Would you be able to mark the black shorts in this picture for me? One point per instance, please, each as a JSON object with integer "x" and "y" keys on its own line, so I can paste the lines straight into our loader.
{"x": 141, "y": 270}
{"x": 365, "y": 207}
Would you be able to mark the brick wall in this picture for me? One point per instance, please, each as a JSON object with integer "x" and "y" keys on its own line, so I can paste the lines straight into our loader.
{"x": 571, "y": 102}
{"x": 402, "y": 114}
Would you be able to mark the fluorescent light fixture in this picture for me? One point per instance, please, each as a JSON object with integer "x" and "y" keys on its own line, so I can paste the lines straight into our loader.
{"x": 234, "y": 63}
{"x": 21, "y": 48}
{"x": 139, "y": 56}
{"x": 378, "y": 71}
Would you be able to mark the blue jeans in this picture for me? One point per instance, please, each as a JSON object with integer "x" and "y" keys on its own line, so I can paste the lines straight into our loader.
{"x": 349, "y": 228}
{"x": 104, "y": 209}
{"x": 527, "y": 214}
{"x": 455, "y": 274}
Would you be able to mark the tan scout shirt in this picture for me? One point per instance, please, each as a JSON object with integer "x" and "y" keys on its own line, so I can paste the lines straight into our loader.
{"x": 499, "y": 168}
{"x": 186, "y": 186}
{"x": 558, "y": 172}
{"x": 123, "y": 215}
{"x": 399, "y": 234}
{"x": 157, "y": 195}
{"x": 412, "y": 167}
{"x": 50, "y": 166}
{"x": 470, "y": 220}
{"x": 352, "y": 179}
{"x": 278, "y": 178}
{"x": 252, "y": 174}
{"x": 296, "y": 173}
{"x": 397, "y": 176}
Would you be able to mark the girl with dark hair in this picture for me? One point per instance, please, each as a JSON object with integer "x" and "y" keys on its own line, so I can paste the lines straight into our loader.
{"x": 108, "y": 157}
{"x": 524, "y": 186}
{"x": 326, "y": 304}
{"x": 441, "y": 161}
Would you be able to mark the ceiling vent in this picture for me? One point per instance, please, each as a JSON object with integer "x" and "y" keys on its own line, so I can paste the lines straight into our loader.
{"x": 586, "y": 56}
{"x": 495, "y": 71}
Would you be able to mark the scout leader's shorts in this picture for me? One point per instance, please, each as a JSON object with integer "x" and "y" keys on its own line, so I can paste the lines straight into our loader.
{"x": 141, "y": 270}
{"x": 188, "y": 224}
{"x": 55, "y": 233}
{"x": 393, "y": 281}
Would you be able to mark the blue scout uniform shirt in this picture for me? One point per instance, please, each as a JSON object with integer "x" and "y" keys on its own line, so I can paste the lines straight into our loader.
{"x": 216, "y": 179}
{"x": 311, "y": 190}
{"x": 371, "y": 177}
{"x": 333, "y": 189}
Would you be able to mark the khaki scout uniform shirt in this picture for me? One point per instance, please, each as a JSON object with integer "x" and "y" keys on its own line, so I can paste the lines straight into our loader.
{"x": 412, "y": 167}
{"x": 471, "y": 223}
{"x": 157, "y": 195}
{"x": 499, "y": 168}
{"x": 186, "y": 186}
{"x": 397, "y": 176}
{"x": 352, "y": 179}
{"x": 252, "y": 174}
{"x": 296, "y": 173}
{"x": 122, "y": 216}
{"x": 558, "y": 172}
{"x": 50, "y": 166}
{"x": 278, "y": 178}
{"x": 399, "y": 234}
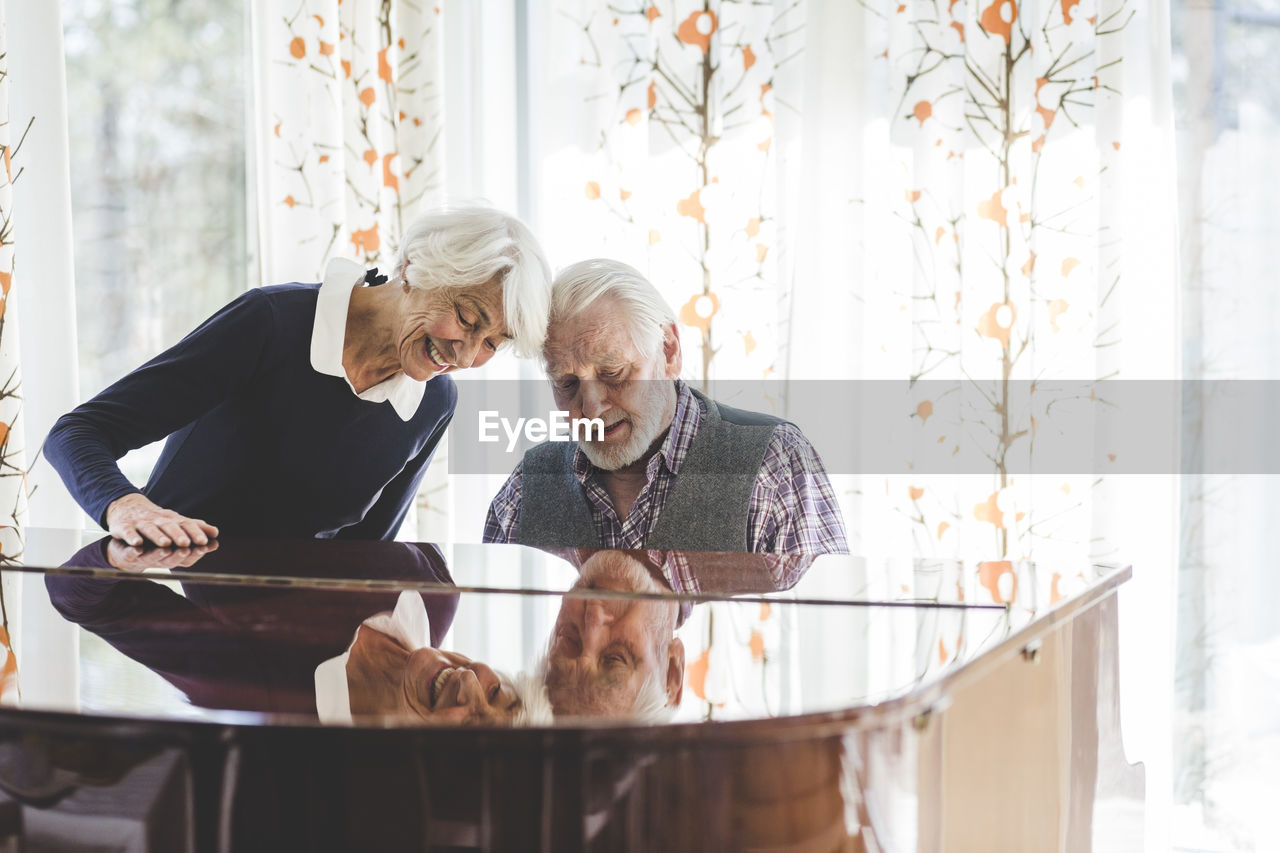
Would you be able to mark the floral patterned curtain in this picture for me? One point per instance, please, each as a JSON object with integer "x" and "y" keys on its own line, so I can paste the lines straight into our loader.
{"x": 912, "y": 191}
{"x": 13, "y": 464}
{"x": 969, "y": 197}
{"x": 348, "y": 128}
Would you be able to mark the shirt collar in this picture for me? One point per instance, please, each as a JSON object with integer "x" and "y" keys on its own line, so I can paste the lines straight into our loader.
{"x": 329, "y": 332}
{"x": 408, "y": 624}
{"x": 673, "y": 448}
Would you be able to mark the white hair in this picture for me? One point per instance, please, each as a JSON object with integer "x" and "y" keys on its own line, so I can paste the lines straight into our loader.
{"x": 535, "y": 707}
{"x": 639, "y": 304}
{"x": 462, "y": 246}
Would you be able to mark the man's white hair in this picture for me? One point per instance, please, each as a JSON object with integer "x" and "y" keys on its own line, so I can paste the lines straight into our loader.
{"x": 638, "y": 301}
{"x": 462, "y": 246}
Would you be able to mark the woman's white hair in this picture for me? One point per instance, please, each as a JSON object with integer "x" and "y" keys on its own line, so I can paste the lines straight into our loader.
{"x": 638, "y": 301}
{"x": 462, "y": 246}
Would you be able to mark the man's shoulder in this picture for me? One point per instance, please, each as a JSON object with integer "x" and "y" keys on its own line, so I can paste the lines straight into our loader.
{"x": 739, "y": 416}
{"x": 547, "y": 457}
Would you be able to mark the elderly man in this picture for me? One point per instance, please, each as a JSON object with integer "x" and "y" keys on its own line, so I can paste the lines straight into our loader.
{"x": 673, "y": 469}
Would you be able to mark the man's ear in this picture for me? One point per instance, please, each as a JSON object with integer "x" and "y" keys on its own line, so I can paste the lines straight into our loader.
{"x": 675, "y": 673}
{"x": 671, "y": 350}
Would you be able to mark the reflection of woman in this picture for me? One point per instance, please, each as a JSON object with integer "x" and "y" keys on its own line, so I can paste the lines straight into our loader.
{"x": 246, "y": 647}
{"x": 310, "y": 410}
{"x": 272, "y": 648}
{"x": 392, "y": 671}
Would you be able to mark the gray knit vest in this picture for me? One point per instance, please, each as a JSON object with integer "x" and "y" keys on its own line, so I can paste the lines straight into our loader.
{"x": 705, "y": 510}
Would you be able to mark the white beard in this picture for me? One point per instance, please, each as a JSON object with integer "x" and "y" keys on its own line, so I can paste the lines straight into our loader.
{"x": 653, "y": 416}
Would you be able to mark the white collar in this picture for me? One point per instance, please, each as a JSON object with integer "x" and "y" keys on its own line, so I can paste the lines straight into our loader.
{"x": 329, "y": 332}
{"x": 408, "y": 625}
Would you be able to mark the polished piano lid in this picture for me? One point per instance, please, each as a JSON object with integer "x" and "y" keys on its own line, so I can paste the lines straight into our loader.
{"x": 375, "y": 634}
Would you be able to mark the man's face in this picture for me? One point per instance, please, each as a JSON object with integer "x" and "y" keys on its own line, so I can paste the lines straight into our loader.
{"x": 607, "y": 655}
{"x": 597, "y": 372}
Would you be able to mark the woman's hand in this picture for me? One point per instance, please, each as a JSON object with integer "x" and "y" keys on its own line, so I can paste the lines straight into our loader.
{"x": 137, "y": 520}
{"x": 127, "y": 557}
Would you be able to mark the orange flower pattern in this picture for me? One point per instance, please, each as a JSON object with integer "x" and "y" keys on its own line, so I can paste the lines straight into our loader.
{"x": 355, "y": 151}
{"x": 1000, "y": 121}
{"x": 681, "y": 165}
{"x": 13, "y": 459}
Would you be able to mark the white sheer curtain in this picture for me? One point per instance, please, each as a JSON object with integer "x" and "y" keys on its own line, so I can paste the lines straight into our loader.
{"x": 969, "y": 191}
{"x": 37, "y": 254}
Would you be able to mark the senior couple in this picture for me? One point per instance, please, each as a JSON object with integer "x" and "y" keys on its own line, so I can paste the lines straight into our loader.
{"x": 312, "y": 411}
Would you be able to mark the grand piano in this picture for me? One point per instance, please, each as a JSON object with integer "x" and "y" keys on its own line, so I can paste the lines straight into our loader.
{"x": 151, "y": 702}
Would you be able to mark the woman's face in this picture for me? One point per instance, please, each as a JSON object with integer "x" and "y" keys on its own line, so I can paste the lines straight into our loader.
{"x": 448, "y": 687}
{"x": 446, "y": 329}
{"x": 387, "y": 680}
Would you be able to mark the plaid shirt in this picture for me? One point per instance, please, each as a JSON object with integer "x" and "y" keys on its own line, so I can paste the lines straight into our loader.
{"x": 792, "y": 507}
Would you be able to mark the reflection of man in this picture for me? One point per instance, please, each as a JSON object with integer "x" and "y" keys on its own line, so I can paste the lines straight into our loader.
{"x": 673, "y": 468}
{"x": 615, "y": 656}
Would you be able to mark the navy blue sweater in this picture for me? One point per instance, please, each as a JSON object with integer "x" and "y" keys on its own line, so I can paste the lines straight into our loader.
{"x": 260, "y": 443}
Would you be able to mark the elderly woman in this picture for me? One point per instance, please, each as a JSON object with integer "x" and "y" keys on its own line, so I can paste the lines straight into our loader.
{"x": 310, "y": 410}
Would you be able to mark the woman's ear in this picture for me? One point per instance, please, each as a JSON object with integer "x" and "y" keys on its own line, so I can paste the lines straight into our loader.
{"x": 671, "y": 350}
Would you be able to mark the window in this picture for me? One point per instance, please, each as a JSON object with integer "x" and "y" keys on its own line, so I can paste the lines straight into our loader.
{"x": 156, "y": 104}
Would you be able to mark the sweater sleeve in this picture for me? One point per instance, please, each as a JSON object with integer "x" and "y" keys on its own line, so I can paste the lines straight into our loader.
{"x": 156, "y": 400}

******************************

→ Exercise objective
Write down exactly the line with "Would you be able to mark the woman's ear", then each line after it through the end of the data.

→ Solved exercise
Would you be able to mark the woman's ear in this picture for me? One point per instance, please, each as a JSON object with integer "x" and "y" keys on its own line, so I can paste the lines straight into our loader.
{"x": 671, "y": 350}
Would you be able to mark the window in this picture for me? One point per instance, please, each as a JSON object with integer "x" and "y" keys on its own line, so I can paste the lines straight into our loader.
{"x": 156, "y": 104}
Would you be able to mark the sweater sleeve in this picture for me? One point per instance, please, each as a JSON object with integer "x" and "y" keys on its own line, so I can paste the lines straight into our loader.
{"x": 156, "y": 400}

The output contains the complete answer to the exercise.